===== Records to process =====

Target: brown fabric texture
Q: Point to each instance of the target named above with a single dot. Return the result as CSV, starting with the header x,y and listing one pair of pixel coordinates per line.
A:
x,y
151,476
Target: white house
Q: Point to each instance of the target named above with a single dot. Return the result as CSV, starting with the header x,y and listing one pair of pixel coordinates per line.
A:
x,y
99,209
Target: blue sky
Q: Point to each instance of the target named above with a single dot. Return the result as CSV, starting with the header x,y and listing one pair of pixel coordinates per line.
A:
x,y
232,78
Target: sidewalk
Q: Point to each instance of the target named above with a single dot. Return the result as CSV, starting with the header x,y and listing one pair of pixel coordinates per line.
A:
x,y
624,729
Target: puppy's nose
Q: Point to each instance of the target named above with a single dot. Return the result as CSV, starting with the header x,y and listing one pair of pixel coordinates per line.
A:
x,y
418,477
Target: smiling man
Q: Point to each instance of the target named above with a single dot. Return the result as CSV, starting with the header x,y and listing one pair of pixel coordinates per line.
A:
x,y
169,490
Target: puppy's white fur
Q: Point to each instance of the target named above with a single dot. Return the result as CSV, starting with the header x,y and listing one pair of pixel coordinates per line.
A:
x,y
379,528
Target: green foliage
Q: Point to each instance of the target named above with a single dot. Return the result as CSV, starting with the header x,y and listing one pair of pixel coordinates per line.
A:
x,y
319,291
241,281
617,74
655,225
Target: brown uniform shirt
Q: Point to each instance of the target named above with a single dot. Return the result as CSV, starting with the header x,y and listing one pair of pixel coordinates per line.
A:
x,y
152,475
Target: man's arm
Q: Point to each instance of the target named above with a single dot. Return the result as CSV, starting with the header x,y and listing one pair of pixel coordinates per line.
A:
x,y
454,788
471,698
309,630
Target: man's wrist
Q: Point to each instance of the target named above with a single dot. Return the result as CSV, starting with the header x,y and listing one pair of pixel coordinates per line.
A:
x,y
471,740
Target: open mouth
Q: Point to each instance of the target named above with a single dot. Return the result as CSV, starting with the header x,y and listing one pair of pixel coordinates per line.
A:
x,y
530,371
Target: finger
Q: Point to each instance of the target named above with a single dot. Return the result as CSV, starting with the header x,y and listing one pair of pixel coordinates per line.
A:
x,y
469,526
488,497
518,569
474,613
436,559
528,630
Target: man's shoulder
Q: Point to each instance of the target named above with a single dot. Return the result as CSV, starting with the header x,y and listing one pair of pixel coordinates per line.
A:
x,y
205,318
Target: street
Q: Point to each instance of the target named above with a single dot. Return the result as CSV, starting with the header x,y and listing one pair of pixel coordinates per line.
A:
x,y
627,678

=====

Every line that holds the word "puppy" should be copied from the records.

Target: puppy's nose
Target: puppy's white fur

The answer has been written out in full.